====== INPUT FOR THIS TASK ======
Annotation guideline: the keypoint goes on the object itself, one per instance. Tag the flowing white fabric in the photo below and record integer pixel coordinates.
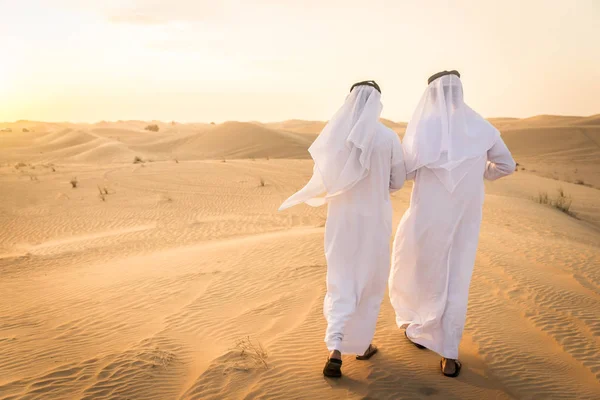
(342, 152)
(362, 162)
(436, 242)
(445, 134)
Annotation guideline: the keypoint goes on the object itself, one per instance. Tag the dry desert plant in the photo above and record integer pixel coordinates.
(561, 202)
(254, 351)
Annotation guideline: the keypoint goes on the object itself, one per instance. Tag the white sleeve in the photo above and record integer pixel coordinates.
(398, 170)
(500, 162)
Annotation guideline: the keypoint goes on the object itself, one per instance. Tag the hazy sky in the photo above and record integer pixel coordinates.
(269, 60)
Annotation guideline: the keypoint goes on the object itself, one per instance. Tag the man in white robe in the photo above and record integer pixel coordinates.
(358, 162)
(449, 149)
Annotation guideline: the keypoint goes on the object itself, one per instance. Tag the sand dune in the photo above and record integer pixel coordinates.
(140, 282)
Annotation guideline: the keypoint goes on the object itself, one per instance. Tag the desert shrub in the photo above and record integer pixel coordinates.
(152, 128)
(543, 198)
(253, 351)
(561, 202)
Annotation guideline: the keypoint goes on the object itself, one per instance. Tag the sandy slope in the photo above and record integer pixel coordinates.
(144, 295)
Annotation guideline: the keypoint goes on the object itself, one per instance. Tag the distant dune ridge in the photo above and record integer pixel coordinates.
(139, 264)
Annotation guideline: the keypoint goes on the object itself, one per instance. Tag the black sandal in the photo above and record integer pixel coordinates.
(457, 367)
(371, 351)
(419, 346)
(333, 368)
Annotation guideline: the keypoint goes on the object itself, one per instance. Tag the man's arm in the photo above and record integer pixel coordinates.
(500, 162)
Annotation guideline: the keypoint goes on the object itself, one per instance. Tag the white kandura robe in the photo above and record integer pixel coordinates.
(434, 251)
(357, 235)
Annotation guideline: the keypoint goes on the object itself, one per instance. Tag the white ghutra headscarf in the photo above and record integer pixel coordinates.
(444, 134)
(342, 151)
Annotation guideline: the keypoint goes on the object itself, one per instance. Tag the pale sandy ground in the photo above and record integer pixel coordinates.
(144, 295)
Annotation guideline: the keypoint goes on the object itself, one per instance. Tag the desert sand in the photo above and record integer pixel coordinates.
(146, 280)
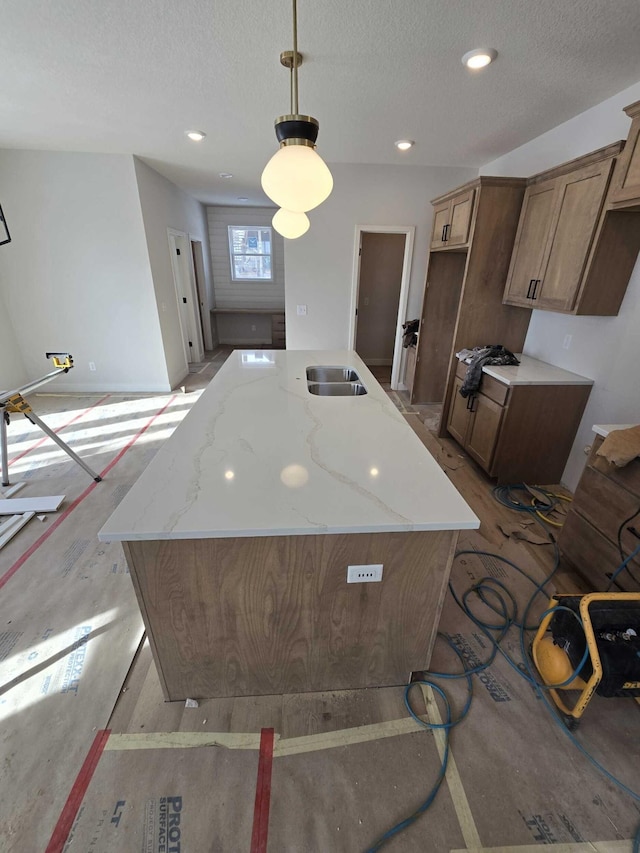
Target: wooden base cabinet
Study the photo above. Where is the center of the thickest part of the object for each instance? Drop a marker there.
(605, 497)
(517, 433)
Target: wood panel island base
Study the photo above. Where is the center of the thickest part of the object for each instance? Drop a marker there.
(240, 532)
(239, 617)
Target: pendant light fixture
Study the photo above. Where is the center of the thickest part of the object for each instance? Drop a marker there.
(296, 178)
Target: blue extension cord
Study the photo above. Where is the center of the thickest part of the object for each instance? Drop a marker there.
(483, 588)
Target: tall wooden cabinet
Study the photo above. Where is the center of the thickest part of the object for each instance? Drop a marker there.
(573, 254)
(626, 183)
(465, 282)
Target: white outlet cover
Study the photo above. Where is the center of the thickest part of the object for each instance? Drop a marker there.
(371, 573)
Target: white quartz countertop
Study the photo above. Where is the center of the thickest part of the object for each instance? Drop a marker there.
(259, 455)
(531, 371)
(605, 429)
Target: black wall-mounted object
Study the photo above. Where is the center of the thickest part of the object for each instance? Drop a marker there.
(5, 237)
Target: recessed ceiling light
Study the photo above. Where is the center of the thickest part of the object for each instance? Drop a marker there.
(479, 57)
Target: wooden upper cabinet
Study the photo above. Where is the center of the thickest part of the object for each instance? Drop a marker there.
(626, 182)
(440, 221)
(579, 201)
(460, 224)
(530, 243)
(452, 221)
(572, 254)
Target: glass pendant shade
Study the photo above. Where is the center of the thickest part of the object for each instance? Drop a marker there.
(289, 224)
(296, 178)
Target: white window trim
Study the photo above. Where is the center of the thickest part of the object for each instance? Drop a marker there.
(232, 254)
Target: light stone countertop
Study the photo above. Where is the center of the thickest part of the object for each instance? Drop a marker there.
(258, 455)
(605, 429)
(531, 371)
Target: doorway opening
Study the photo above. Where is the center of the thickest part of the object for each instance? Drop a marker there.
(203, 310)
(382, 269)
(184, 279)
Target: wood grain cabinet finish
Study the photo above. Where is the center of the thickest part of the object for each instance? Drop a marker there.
(463, 304)
(574, 251)
(517, 433)
(274, 614)
(559, 225)
(474, 422)
(278, 331)
(605, 497)
(452, 221)
(626, 182)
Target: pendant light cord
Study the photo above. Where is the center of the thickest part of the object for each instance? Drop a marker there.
(294, 68)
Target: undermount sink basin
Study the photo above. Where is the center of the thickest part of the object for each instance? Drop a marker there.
(336, 389)
(332, 374)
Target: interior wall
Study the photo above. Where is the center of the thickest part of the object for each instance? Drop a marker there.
(320, 264)
(76, 275)
(606, 349)
(269, 295)
(381, 263)
(13, 373)
(164, 205)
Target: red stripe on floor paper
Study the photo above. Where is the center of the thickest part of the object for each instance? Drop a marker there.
(23, 559)
(79, 789)
(263, 793)
(68, 423)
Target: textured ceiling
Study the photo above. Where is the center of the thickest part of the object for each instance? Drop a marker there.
(131, 76)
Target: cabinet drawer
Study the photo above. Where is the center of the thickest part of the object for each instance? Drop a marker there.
(628, 477)
(490, 387)
(606, 505)
(593, 556)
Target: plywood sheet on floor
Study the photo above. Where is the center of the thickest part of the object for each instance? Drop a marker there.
(168, 799)
(69, 620)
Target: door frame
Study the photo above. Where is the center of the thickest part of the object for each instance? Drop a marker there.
(409, 237)
(200, 282)
(182, 269)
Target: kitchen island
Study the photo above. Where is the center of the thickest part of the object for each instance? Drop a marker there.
(240, 532)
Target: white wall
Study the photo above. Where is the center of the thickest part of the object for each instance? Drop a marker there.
(268, 295)
(165, 206)
(320, 264)
(76, 275)
(606, 349)
(13, 373)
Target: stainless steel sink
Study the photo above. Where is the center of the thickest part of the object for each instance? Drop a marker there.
(336, 389)
(332, 374)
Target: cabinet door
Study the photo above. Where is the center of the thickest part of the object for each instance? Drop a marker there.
(628, 170)
(459, 414)
(530, 244)
(580, 197)
(460, 219)
(440, 221)
(483, 430)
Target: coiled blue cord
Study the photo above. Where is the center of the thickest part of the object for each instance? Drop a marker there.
(484, 589)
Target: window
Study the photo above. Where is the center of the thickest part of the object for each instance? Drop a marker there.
(250, 253)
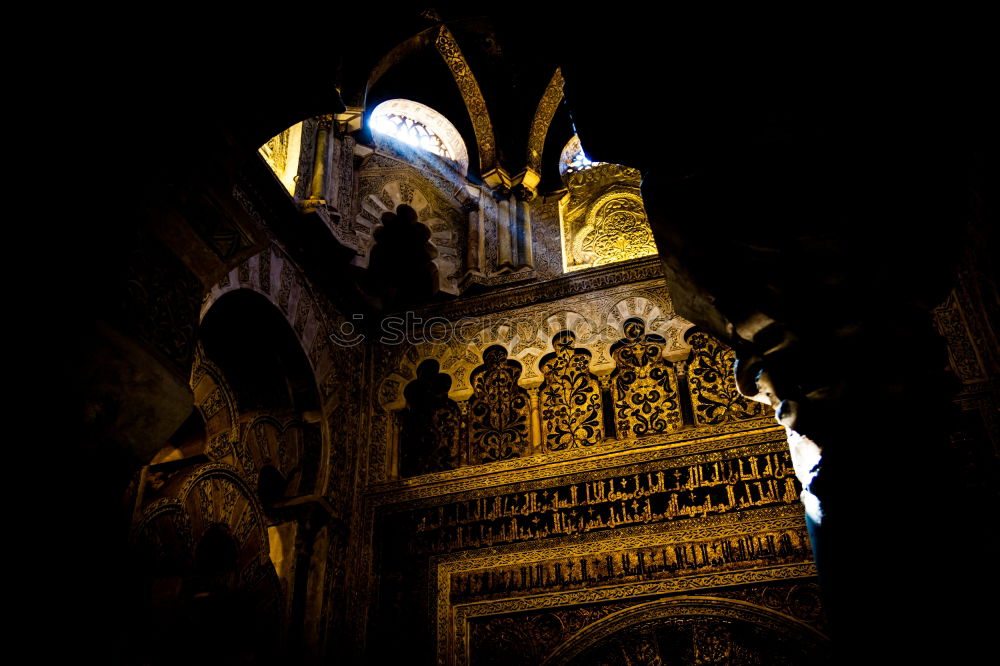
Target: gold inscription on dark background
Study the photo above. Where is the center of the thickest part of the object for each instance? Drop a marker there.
(666, 494)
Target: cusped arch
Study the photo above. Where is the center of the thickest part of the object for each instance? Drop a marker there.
(195, 500)
(684, 607)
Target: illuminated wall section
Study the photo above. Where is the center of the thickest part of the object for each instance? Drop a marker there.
(282, 154)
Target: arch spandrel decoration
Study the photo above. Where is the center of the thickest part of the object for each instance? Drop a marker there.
(570, 397)
(646, 396)
(714, 395)
(421, 126)
(383, 189)
(499, 413)
(431, 437)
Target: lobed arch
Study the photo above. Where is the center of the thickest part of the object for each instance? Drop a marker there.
(452, 146)
(272, 276)
(527, 337)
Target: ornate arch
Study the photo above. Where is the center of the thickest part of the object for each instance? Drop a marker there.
(272, 275)
(682, 607)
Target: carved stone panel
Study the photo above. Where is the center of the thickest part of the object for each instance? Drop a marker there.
(499, 413)
(713, 385)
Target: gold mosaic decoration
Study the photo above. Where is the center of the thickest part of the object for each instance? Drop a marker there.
(471, 94)
(646, 399)
(603, 219)
(570, 398)
(499, 414)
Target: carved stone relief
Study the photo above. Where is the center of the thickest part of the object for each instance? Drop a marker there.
(603, 219)
(385, 183)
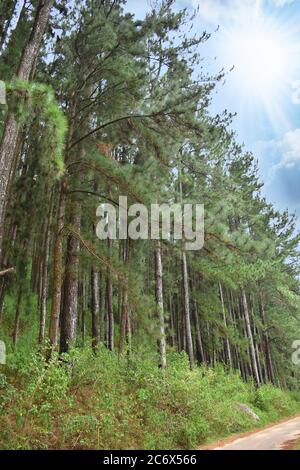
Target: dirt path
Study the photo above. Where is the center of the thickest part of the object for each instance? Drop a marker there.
(272, 438)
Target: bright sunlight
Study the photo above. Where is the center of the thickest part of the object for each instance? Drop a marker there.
(263, 53)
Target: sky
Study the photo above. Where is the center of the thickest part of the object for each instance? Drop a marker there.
(260, 39)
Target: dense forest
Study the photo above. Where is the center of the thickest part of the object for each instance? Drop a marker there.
(98, 104)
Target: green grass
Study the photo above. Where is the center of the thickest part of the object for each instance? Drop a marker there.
(108, 402)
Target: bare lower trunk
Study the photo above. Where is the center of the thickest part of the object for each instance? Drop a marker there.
(70, 304)
(10, 136)
(44, 278)
(227, 344)
(17, 320)
(187, 317)
(160, 306)
(199, 343)
(95, 308)
(250, 338)
(57, 271)
(266, 340)
(109, 300)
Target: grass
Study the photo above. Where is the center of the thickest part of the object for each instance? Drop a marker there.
(110, 402)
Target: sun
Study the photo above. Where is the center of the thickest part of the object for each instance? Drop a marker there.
(265, 58)
(261, 60)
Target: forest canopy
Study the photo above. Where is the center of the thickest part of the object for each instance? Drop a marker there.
(101, 104)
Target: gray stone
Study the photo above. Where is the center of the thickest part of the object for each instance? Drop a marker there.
(248, 411)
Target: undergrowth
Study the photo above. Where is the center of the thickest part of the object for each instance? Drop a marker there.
(103, 401)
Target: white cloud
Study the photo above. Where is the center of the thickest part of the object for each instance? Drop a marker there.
(282, 3)
(220, 11)
(290, 146)
(296, 93)
(287, 150)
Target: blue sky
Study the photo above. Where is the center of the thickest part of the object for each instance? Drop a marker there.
(264, 87)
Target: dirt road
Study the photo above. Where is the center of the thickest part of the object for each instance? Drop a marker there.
(272, 438)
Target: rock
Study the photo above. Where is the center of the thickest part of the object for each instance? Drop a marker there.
(248, 410)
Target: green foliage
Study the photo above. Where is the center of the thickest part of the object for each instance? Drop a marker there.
(36, 102)
(83, 401)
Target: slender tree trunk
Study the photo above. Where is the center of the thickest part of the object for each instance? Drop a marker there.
(266, 341)
(70, 304)
(17, 320)
(160, 306)
(187, 317)
(11, 132)
(250, 338)
(109, 300)
(95, 308)
(57, 271)
(123, 301)
(44, 277)
(227, 343)
(199, 343)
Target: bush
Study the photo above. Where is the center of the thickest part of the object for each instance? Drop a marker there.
(104, 401)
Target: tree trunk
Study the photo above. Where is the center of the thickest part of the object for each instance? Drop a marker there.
(160, 306)
(57, 271)
(70, 304)
(44, 277)
(250, 338)
(17, 320)
(228, 351)
(10, 136)
(187, 318)
(95, 308)
(266, 341)
(109, 306)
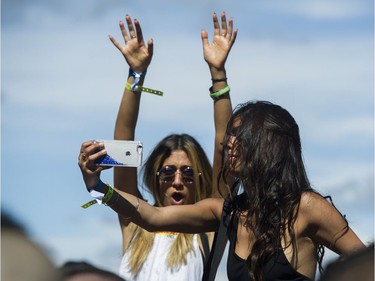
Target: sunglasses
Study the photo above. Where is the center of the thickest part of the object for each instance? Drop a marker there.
(167, 174)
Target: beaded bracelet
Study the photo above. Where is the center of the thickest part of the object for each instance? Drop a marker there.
(215, 95)
(99, 196)
(219, 80)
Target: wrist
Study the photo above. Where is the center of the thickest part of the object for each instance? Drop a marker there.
(138, 78)
(217, 73)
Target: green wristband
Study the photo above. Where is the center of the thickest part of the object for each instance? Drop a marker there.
(104, 201)
(143, 89)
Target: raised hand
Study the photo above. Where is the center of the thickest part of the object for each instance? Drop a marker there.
(90, 151)
(216, 53)
(137, 54)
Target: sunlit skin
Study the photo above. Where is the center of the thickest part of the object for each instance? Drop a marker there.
(177, 192)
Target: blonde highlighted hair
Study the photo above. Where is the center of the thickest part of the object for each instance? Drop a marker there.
(142, 241)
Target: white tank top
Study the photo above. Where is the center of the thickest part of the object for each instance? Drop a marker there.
(155, 266)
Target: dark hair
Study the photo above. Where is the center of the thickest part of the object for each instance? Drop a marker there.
(272, 173)
(73, 268)
(196, 155)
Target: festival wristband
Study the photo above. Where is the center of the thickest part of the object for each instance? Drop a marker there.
(137, 76)
(128, 86)
(219, 93)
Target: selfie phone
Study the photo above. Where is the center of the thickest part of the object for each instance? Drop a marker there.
(121, 153)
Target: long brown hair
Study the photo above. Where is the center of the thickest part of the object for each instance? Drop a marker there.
(273, 175)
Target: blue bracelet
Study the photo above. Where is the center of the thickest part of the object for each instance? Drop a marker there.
(136, 76)
(96, 187)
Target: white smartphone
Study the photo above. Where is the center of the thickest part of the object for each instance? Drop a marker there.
(121, 153)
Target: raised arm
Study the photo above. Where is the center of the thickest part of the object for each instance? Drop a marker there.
(216, 54)
(138, 56)
(203, 216)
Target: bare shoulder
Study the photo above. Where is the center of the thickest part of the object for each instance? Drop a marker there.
(313, 204)
(316, 211)
(215, 205)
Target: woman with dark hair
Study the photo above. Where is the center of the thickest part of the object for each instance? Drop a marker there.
(278, 223)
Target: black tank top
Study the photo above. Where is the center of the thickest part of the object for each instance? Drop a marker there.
(277, 268)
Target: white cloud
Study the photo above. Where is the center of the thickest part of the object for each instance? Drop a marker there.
(321, 9)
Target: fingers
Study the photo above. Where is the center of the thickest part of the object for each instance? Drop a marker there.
(216, 25)
(226, 29)
(204, 36)
(90, 151)
(223, 24)
(138, 29)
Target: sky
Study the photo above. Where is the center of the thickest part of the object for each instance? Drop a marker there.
(62, 81)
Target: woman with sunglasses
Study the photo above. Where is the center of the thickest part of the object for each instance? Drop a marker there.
(278, 224)
(177, 172)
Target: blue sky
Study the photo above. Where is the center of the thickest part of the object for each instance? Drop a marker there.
(62, 82)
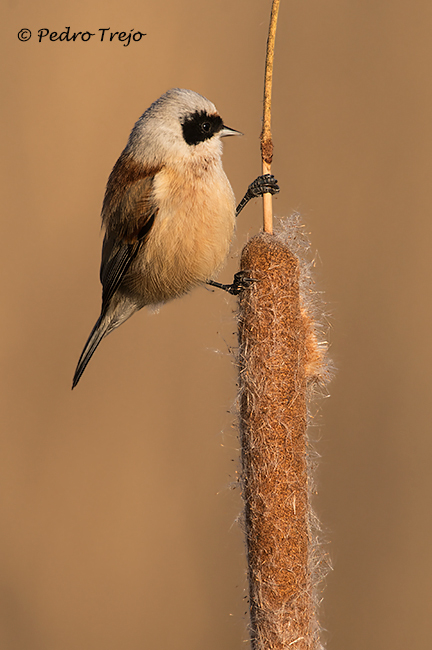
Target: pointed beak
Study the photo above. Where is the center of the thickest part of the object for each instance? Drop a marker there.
(226, 130)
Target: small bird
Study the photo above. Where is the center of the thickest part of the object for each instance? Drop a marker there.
(168, 212)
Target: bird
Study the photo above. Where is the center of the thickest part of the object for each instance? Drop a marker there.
(168, 212)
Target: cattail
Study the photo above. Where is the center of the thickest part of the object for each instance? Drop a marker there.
(281, 360)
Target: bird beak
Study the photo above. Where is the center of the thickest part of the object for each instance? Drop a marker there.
(227, 131)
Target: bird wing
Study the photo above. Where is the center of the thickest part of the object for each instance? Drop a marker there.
(117, 258)
(128, 213)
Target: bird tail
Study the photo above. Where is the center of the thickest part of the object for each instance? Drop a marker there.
(101, 329)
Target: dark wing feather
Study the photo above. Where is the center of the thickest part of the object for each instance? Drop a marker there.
(128, 214)
(117, 258)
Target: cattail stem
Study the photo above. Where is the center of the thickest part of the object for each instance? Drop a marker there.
(266, 136)
(280, 358)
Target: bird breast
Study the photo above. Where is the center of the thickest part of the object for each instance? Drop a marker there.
(192, 232)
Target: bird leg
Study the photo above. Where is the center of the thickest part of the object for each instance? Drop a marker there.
(240, 283)
(266, 184)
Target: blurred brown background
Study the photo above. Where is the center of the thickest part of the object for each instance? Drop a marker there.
(118, 524)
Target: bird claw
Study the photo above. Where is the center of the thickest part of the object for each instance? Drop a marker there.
(241, 282)
(266, 184)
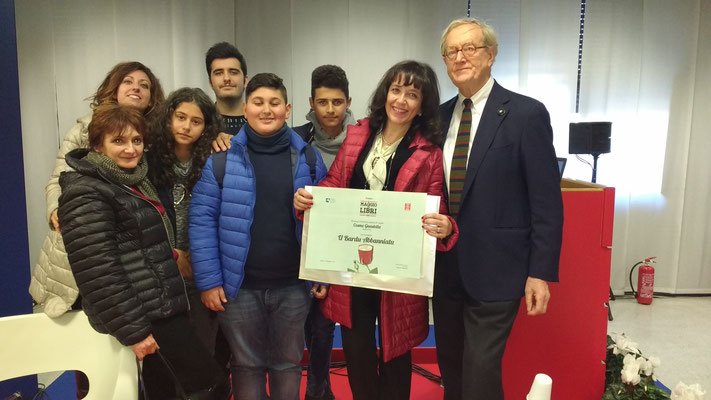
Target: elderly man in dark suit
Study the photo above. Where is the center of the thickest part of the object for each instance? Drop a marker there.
(503, 188)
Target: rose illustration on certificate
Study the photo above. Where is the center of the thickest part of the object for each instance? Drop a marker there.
(365, 255)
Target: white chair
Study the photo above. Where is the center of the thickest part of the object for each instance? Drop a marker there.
(540, 388)
(35, 343)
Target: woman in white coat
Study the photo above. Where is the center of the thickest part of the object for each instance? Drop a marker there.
(128, 84)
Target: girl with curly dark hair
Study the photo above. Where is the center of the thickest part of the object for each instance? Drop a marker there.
(396, 148)
(181, 134)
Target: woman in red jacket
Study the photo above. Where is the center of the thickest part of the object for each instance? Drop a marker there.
(396, 148)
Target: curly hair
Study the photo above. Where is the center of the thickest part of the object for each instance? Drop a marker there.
(422, 77)
(107, 90)
(161, 154)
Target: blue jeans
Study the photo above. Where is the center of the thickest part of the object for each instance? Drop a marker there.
(319, 340)
(265, 330)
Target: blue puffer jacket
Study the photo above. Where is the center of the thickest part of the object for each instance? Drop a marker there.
(220, 220)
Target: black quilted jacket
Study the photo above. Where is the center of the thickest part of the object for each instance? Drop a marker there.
(119, 253)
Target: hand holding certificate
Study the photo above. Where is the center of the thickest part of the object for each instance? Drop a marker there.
(371, 239)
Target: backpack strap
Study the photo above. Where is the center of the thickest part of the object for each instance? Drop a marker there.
(219, 162)
(310, 155)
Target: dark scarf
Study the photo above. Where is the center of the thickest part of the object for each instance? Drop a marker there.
(274, 143)
(137, 178)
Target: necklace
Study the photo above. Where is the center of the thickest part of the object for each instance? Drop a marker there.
(385, 142)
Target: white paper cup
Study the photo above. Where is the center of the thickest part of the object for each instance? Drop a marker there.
(541, 388)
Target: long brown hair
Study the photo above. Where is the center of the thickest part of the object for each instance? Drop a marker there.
(107, 90)
(422, 77)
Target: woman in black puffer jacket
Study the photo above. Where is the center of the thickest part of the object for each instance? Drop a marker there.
(119, 243)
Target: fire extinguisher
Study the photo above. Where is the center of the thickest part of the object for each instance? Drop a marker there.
(645, 281)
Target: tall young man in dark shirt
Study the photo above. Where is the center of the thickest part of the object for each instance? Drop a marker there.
(227, 71)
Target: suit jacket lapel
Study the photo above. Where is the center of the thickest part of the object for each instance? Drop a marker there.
(495, 111)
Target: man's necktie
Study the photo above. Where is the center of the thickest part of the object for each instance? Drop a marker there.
(459, 159)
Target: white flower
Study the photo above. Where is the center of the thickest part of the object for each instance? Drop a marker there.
(647, 365)
(630, 369)
(623, 345)
(684, 392)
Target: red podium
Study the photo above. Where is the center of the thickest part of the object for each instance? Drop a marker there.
(568, 343)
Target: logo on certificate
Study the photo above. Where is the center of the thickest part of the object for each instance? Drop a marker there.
(368, 208)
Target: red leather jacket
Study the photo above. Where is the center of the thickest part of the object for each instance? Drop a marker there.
(404, 321)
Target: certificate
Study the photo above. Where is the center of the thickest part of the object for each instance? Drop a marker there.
(369, 238)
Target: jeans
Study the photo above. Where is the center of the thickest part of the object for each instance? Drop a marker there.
(319, 341)
(265, 330)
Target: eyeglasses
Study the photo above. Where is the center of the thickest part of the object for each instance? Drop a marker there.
(468, 50)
======
Could you recast the stretch from the line containing "Target: certificate" through the end of the items as a JSON list of strings, with one string per line and blank lines left out?

• _EXPECTED ANSWER_:
[
  "Target: certificate",
  "Study the photo above. Where is the center of the thickest part of the object for each instance? Drop a marker there.",
  "(369, 238)",
  "Target: jeans",
  "Study the photo above. Where is the center of the thickest part of the object for each instance? Drop a marker there.",
  "(319, 341)",
  "(265, 330)",
  "Target: eyeglasses",
  "Study the photo above. Where is the center of the thickest part of the object for each instance? Drop a marker there.",
  "(468, 50)"
]